#### Request 1:
Rewrite the piece on Belgium's Atomium and coast starting at "The Atomium is situated in" and ending at "English Channel coasts.", with "province" replaced by "region".
#### Request 2:
Carry on the piece on Belgium's Atomium and coast after its final sentence.

Atomium building in Brussels

Atomium Belgium

The Atomium is situated in Heysel, the northern downtown of Brussels. The design is based on a crystallized molecule of iron magnified 150 milliard times.

Welcome at the Belgian Coast

There is only one province in Belgium out of 10 that have access to the see. It is West Flanders province facing the North See coast, the part of the coast that is most adjacent to the English Channel coasts.

Belgians love their coast and head there at every opportunity. With its 67 km of sand and 13 coastal resorts, it’s a coastline of contrasts with something for everyone. Add to that the wide sandy beaches, a natural playground for children of all ages, and the promenades, crammed with restaurants and shops, and you can be sure there is always something to do at the Belgian coast. Taking into account the 11 millions people leaving in Belgium it comes to 164 people for one meter of the length of the beach and assuming that the sandy beach is on average 250 meters wide we come to the result that there is about 1,5 m2 of beach for one Belgian citizen. It is not much when comparing with Nederland where there is 37 Dutch citizens per one meter of the coastal length or France with 19 French citizens per one meter coastal length or just 5 Brits for one meter of coastal length in Great Britain.  

Belgian Coast

Linking the coastal resorts is the Coastal Tram, the longest tram route in the world and featured recently in BBC series “Coast”. It is also the most urbanized see coast in Europe thus, the tram will not be so big surprise after all.               

The Belgian coast is really a coast of all seasons. There’s a lot happening in each of the coastal towns with their own unique resort highlights, from shopping and culture to culinary delight, but also discovering nature, the maritime world and the British side to Belgium. And if you want to get away from the crowds, you can always go ahead and explore the inland.

Knokke-Heist

Knokke-Heist is a municipality bordering the marshy Zwin at the Dutch border at the east and the Zeebrugge see-port at the west. It comprises the towns of Heist-aan-Zee, Knokke, Duinbergen, Ramskapelle and Westkapelle. On January 1, 2006 Knokke-Heist had a total population of 34,063. The total area is 56.44 km² which gives a population density of 603 inhabitants per km². Knokke-Heist is located in a polders area on the Belgian border with the Netherlands. It is one of Belgium’s better known and more affluent seaside resorts.

On the right the Zeedijk in Heist-aan-zee, the sandy beach begins just to the left.

Zeedijk Heist

Originally, the marshy Zwin area was mostly settled by shepherds and fishermen. With the encouragement of the Counts of Flanders, several dikes were built between the 11th and the 13th century and the land successfully dewatered, giving rise to agriculture and further sheep breeding. New parishes were founded and the early settlement of Sint-Anna-ter-Muiden, later made part of Westkapelle, obtained city rights in 1242.

#### Records:
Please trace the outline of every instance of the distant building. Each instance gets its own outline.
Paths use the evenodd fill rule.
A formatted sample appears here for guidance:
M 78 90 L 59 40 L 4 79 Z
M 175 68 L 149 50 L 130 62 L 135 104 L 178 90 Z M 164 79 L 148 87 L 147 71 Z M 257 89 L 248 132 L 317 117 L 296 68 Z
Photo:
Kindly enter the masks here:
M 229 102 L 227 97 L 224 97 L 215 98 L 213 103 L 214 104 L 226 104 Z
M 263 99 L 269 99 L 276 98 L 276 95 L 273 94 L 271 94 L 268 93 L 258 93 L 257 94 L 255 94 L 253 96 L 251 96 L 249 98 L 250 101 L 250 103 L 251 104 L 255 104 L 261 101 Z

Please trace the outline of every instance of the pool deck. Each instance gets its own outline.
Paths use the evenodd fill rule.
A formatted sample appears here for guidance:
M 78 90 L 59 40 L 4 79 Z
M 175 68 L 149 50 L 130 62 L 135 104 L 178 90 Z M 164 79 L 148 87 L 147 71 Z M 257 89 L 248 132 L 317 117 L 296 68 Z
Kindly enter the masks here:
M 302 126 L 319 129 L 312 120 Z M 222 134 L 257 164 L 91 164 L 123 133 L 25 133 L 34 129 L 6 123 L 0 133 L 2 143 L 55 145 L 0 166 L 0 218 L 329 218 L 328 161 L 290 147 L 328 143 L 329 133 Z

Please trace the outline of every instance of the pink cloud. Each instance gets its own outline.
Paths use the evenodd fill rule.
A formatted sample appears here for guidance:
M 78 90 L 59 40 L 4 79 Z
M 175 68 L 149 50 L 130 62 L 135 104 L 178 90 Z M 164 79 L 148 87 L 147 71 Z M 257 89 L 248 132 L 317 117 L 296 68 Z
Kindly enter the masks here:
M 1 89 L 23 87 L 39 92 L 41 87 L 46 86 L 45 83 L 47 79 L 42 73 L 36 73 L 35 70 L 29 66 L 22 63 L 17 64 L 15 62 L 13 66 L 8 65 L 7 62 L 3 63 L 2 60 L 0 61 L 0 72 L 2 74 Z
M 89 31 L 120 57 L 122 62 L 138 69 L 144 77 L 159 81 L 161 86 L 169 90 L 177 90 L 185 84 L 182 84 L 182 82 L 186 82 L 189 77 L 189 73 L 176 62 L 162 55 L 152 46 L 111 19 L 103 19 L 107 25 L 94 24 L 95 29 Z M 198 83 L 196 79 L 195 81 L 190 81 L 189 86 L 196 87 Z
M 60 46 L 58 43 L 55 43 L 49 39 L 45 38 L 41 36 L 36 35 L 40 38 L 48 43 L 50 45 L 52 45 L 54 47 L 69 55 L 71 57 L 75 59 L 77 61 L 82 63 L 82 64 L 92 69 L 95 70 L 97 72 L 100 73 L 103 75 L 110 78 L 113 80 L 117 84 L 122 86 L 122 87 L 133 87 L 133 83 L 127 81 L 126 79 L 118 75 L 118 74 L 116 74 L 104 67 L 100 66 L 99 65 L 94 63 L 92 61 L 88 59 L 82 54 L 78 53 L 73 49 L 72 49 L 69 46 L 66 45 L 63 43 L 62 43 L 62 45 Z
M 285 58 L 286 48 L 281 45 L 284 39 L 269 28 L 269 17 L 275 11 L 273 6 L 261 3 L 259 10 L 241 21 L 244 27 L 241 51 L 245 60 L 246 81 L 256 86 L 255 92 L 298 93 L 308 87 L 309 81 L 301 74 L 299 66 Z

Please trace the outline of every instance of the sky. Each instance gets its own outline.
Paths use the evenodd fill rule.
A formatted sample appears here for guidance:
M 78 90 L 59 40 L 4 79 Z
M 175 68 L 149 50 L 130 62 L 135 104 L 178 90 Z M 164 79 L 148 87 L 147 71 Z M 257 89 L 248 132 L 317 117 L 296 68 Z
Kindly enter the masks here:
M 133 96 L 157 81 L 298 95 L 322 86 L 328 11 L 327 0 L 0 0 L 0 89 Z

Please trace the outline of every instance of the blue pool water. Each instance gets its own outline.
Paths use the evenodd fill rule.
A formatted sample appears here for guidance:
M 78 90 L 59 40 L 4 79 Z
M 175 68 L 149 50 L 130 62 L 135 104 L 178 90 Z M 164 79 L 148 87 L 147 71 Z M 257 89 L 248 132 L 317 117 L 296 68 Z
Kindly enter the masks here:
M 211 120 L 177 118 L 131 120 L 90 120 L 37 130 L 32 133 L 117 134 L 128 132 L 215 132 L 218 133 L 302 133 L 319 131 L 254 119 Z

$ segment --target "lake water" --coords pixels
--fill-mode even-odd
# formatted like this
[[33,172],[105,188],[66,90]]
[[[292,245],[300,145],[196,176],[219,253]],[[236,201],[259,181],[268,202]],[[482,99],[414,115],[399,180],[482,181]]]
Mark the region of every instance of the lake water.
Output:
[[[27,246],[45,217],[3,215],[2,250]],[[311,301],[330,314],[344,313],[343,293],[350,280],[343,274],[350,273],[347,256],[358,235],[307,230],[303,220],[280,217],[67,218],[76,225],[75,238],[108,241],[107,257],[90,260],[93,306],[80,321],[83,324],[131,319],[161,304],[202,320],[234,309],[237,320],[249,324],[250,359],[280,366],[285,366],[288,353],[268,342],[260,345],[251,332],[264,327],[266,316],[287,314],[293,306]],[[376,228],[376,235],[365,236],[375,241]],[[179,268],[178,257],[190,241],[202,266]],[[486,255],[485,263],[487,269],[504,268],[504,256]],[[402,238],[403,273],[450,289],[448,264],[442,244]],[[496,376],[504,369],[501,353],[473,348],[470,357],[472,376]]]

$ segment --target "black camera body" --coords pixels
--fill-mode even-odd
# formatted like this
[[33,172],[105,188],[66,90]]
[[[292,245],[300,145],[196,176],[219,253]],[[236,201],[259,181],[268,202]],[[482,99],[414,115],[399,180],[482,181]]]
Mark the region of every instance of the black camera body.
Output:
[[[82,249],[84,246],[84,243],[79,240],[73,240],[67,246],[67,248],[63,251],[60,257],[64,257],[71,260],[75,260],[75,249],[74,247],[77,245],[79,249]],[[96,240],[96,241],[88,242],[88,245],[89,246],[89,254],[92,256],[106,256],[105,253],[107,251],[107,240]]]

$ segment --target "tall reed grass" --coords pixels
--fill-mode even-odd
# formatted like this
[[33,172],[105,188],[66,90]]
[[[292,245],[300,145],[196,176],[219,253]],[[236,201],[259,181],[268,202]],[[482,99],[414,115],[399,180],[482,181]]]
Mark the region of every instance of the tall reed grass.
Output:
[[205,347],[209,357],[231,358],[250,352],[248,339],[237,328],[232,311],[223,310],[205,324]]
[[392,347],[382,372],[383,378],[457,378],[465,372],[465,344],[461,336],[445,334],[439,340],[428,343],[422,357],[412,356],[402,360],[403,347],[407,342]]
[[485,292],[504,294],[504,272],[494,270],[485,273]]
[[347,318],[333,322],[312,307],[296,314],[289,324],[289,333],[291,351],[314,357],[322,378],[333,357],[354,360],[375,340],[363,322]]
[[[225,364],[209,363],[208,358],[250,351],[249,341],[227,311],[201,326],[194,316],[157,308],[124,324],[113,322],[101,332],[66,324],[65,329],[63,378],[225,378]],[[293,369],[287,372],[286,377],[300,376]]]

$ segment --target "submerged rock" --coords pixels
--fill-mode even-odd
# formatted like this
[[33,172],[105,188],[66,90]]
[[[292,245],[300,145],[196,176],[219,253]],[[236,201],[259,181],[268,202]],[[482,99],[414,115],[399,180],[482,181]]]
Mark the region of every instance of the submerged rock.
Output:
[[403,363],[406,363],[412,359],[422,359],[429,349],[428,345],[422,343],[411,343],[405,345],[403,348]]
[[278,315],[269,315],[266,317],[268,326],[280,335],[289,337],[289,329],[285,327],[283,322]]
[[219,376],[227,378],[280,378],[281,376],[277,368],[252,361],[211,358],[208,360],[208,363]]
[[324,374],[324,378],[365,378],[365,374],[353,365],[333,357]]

#### Exercise result 1:
The Atomium is situated in Heysel, the northern downtown of Brussels. The design is based on a crystallized molecule of iron magnified 150 milliard times.

Welcome at the Belgian Coast

There is only one region in Belgium out of 10 that have access to the see. It is West Flanders region facing the North See coast, the part of the coast that is most adjacent to the English Channel coasts.

#### Exercise result 2:
Duinbergen

The strategic importance of the Zwin harbour came to light in 1301, during the war between Count Guy of Dampierre and the French King Philip the Fair. During the Hundred Years' War that followed shortly after, several battles were fought between France and England for supremacy of the area, most famously the Battle of Sluys in June 1340. The local population tried to remain neutral as it was politically tied to Flanders, then allied to France, but economically dependent on wool from England.

On the left, few hundreds meters from the beach in Knokke Duinbergen, 20th century villas built right on the sandy dunes.

Knokke has railway connection with the city of Brugge and direct speedway to the city of Antwerp.

Zeebrugge

Zeebrugge is a village on the coast of Belgium and a subdivision of Bruges, for which it is the modern port today. Zeebrugge serves as both the international port of Bruges-Zeebrugge and a seafront resort with hotels, cafés, a marina and a beach.

The central location of Zeebrugge on the Belgian coast, short distance to Great Britain and close vicinity to densely populated industrialized cities make Zeebrugge port a crossroads for traffic from all directions. An expressway to Bruges connects Zeebrugge to the European motorway system; one can also get to and from Zeebrugge by train or tram.

On the right, inside the Zeebrugge harbor which is in fact located outside the coastline.

Zeebrugge port

Zeebrugge is also the Belgium's most important fishing port and the wholesale fish market located there. It is one of the largest in Europe. Close to the commercial port of Zeebruge there is also military harbor of Belgian Marine and the yacht haven. Zeebrugge is today the second Belgian portafter Antwerp and is the fastest growing.

Zeebrugge plage

Aside from being a passenger terminal with ferries to the United Kingdom, the harbor serves as the central port for Europe's automotive industry and is important for the import, handling and storage of energy products, agriculture products and other general cargo. Zeebrugge has also the largest LNG terminal complex in Europe.

Close to the Zeebrugge harbor there is small holiday village called Zeebruge-bad, with the widest sandy beach in Belgium of 500 to 900 meters wide.

On the left the widest Belgian beach at Zeebrugge-bad.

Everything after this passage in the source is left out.